begin SUPPLIED PASSAGE

As for the context of Investopedia vocabulary, we consider the first sentence of their page content as the related context. Table 1 shows the statistics of entity linking results. The raw text column indicates the number of vocabulary from different sources. The column linked entity gives the number of entities that the GENRE model could link to the existing entities. The last column shows whether those entities could correctly map to WikiData ID.

Due to the fact that most mentions are noun phrases, they appear as diverse combinations of sequential tokens, thus aligning the textual occurrences to their most suitable entity is quite challenging. We would take advantage of two aforementioned methods and summarize them here:

EL1::

find the target mentions by exact string matching to vocabulary and directly align those mentions to the WikiData entities of their matched vocabulary.

EL2::

apply mGENRE [32] model to map all mentions to their entities if exist, where we do not indicate where is our target mentions but make full usage of the capability of the mGENRE model. Comparatively, the GENRE model we used in the last step can only retrieve entities when the raw text is specified in advance. In the end, we filter out those mentions whose entities are not in the predefined vocabulary entities.

From both methods, we are able to complete the mapping from mentions to financial vocabulary and to WikiDatata entities. Eventually, we merge the both findings and preserve the entities linking results for the following module.

3.5 Causality bonding module

Suppose that the connections of the domain-specific entities of cause span to that of effect span could be considered as causal relations. We could link mention1 (from causal span) to mention2 (from its corresponding effect span) as causality, and link mention2 to mention3 as causality in a similar case. In this manner, we could extract financial mention pairs from causality span pairs. From the results of the entity linking modules, we then align the mentions pairs to entity pairs. By linking from tail to head between causal pairs, entities are all connected with causal relations.

4 FinCaKG-Onto

Following those modules, FinCaKG-Onto turns out to be a fairly large graph with enriched connections. However, the current knowledge graph lacks a human-understandable structure. Therefore we incorporate FIBO ontology to navigate the knowledge presentation in taxonomic structure, differentiate nodes into concept level and instance level, and link terms to WikiData identifier to enable the connection from FinCaKG-Onto to the world of Linked Open Data.

In this section, we start by introducing the overview of FinCaKG-Onto accompanied by real examples. The detailed properties of each component are explained and listed in the following sections.

4.1 Overview

FinCaKG-Onto is composed of a group of financial entities and their mentions from the text. As shown in Fig. 2, we define the mentions as Financial_instance_term, who is rdf:type of their related entities Financial_concept_term. For example in Fig. 3, we list different mentions in the white box and they are all linked to "Bad debt" entity. Back to Fig. 2, the latter class holds owl:sameAs to FIBO_concept and to Investo_concept. FIBO_concept not only holds a collection of concepts but also inherits the rdfs:subClassOf from FIBO ontology. Correspondingly, FIBO_instance owns rdf:type to FIBO_concept.

end SUPPLIED PASSAGE
begin INFORMATION SHOWN

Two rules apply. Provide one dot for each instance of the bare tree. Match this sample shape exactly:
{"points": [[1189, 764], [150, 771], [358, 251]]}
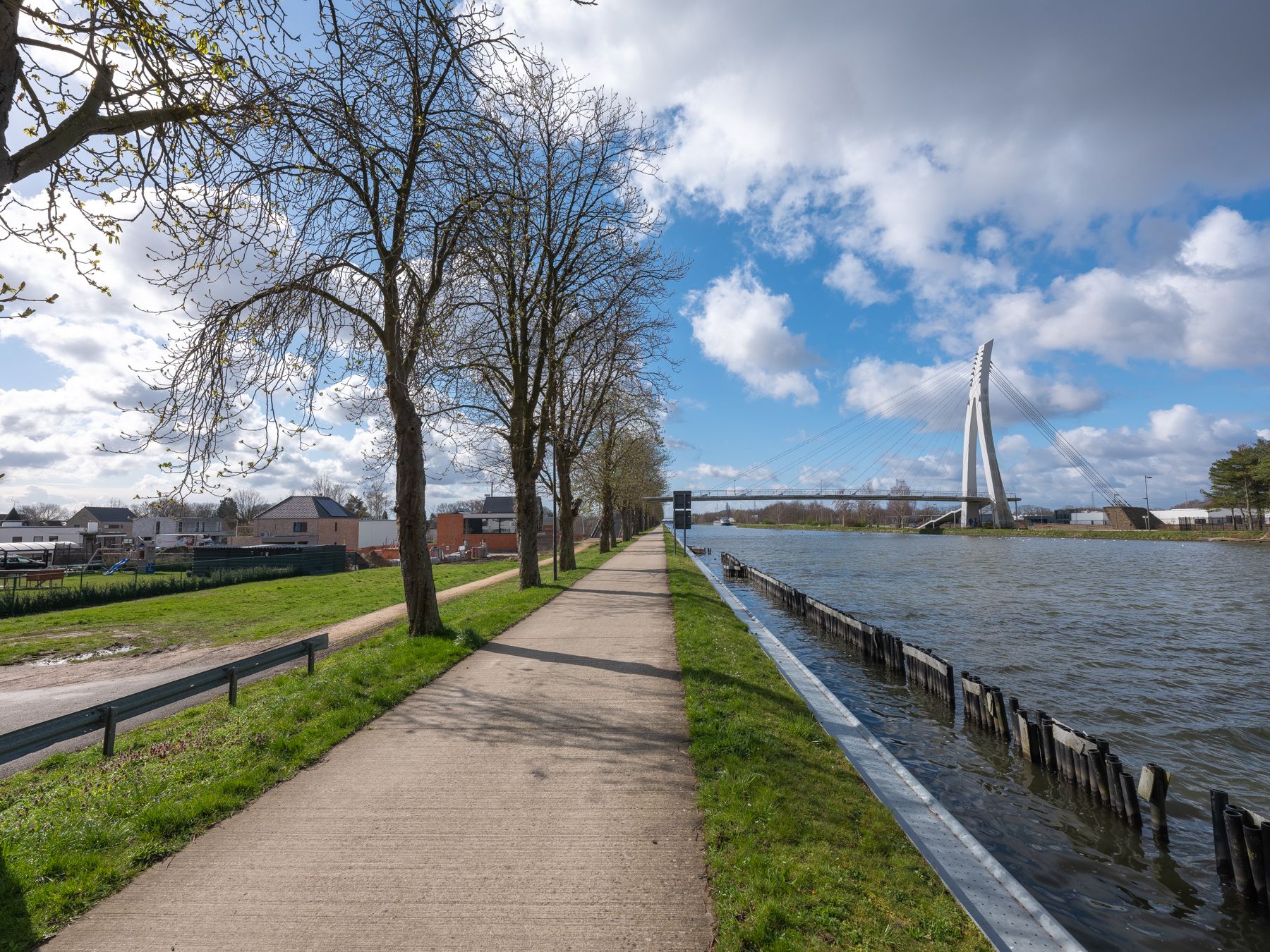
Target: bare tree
{"points": [[324, 485], [250, 503], [121, 104], [629, 346], [330, 247], [377, 499], [900, 509], [568, 243], [617, 456], [44, 513]]}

end INFORMATION SHOWN

__WHAT YOU WILL DO__
Edit the part of the FinCaKG-Onto passage that opens with the words containing "4 FinCaKG-Onto" and closes with "the following sections.", putting "human-readable structure" wherever "human-understandable structure" appears. Work only from the FinCaKG-Onto passage.

__EXPECTED ANSWER__
4 FinCaKG-Onto

Following those modules, FinCaKG-Onto turns out to be a fairly large graph with enriched connections. However, the current knowledge graph lacks a human-readable structure. Therefore we incorporate FIBO ontology to navigate the knowledge presentation in taxonomic structure, differentiate nodes into concept level and instance level, and link terms to WikiData identifier to enable the connection from FinCaKG-Onto to the world of Linked Open Data.

In this section, we start by introducing the overview of FinCaKG-Onto accompanied by real examples. The detailed properties of each component are explained and listed in the following sections.